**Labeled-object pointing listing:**
::::

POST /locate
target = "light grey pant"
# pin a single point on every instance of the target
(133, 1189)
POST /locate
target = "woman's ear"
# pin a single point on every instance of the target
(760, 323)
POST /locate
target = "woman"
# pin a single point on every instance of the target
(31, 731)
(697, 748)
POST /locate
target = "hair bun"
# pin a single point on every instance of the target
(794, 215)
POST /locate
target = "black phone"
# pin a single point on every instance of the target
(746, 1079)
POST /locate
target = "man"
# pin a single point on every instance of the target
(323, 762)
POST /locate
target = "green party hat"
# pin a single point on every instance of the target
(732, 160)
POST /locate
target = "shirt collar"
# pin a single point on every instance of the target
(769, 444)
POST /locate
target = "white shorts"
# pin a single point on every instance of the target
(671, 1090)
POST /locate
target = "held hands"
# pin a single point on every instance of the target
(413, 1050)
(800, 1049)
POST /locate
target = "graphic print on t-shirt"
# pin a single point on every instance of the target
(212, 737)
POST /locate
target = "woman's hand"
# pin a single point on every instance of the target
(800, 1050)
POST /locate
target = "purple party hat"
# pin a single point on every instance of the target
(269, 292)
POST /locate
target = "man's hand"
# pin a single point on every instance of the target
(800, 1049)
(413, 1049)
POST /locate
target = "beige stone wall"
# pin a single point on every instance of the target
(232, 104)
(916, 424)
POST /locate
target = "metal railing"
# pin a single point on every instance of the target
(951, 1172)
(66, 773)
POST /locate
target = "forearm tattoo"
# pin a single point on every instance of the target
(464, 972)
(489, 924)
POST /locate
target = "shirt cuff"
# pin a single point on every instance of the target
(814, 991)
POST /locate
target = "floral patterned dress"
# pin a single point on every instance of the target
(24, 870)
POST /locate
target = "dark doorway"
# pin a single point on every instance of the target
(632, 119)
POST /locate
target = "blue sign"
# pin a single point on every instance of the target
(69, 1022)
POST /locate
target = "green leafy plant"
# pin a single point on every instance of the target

::::

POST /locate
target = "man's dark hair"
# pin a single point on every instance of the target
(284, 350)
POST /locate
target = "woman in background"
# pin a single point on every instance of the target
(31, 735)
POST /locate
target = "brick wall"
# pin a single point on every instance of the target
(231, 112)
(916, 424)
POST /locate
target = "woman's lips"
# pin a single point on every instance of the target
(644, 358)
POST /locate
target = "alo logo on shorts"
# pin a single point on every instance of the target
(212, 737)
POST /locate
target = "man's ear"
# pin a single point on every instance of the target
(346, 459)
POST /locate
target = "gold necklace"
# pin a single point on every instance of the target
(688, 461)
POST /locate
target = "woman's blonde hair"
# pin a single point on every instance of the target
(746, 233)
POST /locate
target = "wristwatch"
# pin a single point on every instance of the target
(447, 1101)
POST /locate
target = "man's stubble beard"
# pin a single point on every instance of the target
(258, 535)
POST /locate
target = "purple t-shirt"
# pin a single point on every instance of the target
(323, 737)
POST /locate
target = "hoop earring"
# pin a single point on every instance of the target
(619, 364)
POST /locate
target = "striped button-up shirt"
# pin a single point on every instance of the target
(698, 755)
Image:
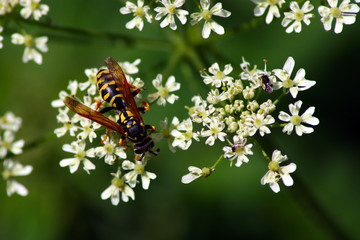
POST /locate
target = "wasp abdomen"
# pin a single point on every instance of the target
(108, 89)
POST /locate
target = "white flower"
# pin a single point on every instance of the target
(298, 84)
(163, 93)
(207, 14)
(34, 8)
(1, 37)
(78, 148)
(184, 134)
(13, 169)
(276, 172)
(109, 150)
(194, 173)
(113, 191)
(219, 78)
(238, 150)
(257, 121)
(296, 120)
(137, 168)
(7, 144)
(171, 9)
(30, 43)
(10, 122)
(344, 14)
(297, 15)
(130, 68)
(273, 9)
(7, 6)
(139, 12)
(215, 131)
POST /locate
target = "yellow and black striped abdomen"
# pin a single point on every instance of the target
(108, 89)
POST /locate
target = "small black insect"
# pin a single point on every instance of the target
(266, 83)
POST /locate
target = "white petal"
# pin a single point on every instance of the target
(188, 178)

::::

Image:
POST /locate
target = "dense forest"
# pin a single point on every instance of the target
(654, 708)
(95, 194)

::::

**PROBLEM:** Pick out every line of the listing that contains the word "black", and copy each such line. Case counts.

**RESULT OF THE TASK:**
target = "black phone"
target = "yellow and black striped abdomen"
target = "small black insect"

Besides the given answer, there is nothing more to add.